### Document section
◆ ◆ ◆ ◆

Hospital group in Florida works to reduce number of C-sections

- For a pregnant woman, an emergency cesarean section, or C-section, is not a welcome surprise.

The University of South Florida's Dr. William Sappenfield says the percentage of first-time moms in Florida having C-sections is too high.  

"We have the fourth-highest rate of cesarean in the country," Sappenfield says.   

It's a statistic Pam Malone-Quarles, at St. Josephs Women's Hospital, hopes to help change.

"Our average for last year was 34 percent but we've made really good headway in the last quarter of 2017, and in our last few months we were able to get below 28 percent," she explained. 

The goal is to drop the rate to the U.S. Healthy People 2020 target of less than 24 percent.

Once a mom has a C-Section, she will likely need one for every birth thereafter. Even though you might not think it's major surgery, post-partum registered nurse Teresa Toreno says it is.   

"When they do have a C-section, their intestines stop, it kind of goes into shock, and so we have to slowly advance their diet as their stomach wakes up, otherwise they are going to be throwing up," Toreno explains.

St. Joseph's is a part of a 45-hospital Peri-Natal Quality Collaborative, that accounts for 59 percent of deliveries in Florida.

Sappenfield, who directs the collaborative says even though other hospitals have C-section rates as high as 60 percent, most of them aren't members.

"We have 115 hospitals that deliver in the state and some of the hospitals with the highest cesarean rates are not voluntarily participating in our initiative," says Sappenfield.  

Malone-Quarles says, at St. Joseph's, the initiative is driven by their teamwork.

"We look at a number of different strategies: Our labor management, protocol, and procedures, in addition to our labor support that our staffing provides. Our goals are to allow moms adequate time and additional support to achieve a vaginal delivery," she explained.

◆ ◆ ◆ ◆

### Required work
Return the portion of the article on Florida C-section rates starting with "It's a statistic" and going on through "than 24 percent.", copied exactly.

### Data records

◆ ◆ ◆ ◆

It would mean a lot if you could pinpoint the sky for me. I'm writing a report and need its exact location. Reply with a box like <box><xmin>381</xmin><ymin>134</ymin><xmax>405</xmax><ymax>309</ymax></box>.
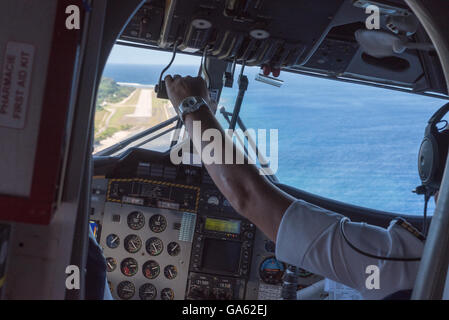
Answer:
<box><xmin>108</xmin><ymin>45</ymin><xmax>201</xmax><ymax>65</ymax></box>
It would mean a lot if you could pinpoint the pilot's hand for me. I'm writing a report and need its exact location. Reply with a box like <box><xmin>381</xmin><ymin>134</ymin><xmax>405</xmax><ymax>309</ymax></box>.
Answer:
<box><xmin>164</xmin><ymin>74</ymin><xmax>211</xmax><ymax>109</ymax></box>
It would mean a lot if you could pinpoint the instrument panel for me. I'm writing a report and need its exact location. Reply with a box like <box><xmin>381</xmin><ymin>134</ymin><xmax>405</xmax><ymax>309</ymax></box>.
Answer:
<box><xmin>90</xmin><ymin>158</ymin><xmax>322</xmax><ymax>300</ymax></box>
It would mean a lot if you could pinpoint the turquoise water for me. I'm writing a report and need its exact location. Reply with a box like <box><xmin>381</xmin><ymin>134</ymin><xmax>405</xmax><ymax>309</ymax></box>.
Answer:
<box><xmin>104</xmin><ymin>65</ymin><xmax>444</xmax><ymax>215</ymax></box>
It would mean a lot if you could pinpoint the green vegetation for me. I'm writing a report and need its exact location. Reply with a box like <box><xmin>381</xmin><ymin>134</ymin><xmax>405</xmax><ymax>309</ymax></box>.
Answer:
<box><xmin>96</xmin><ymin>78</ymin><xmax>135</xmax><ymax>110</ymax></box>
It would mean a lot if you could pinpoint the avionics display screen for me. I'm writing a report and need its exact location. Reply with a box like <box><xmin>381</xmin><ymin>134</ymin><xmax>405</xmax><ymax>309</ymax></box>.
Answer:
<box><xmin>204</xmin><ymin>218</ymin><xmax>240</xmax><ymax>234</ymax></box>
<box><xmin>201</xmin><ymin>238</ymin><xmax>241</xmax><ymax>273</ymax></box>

◆ ◆ ◆ ◆

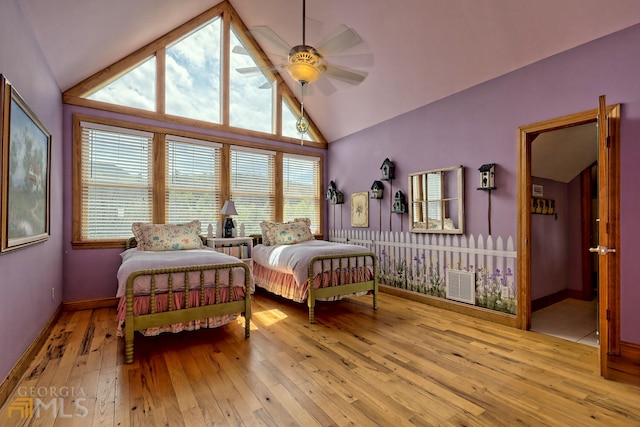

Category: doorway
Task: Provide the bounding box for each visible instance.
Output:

◆ ◆ ◆ ◆

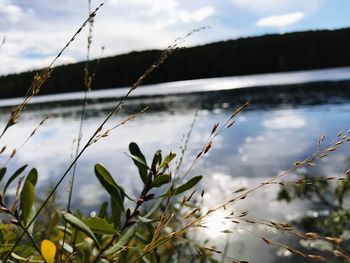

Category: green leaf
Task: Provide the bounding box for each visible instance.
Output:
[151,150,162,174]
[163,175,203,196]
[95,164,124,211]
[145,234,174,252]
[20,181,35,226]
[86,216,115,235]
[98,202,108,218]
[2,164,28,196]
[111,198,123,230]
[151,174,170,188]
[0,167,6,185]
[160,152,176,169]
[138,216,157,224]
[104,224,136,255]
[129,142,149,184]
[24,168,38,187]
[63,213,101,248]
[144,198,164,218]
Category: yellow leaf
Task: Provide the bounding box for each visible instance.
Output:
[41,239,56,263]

◆ ◆ ◆ ◆

### Solution to the problem
It's a statistic Pam Malone-Quarles, at St. Josephs Women's Hospital, hopes to help change.

"Our average for last year was 34 percent but we've made really good headway in the last quarter of 2017, and in our last few months we were able to get below 28 percent," she explained. 

The goal is to drop the rate to the U.S. Healthy People 2020 target of less than 24 percent.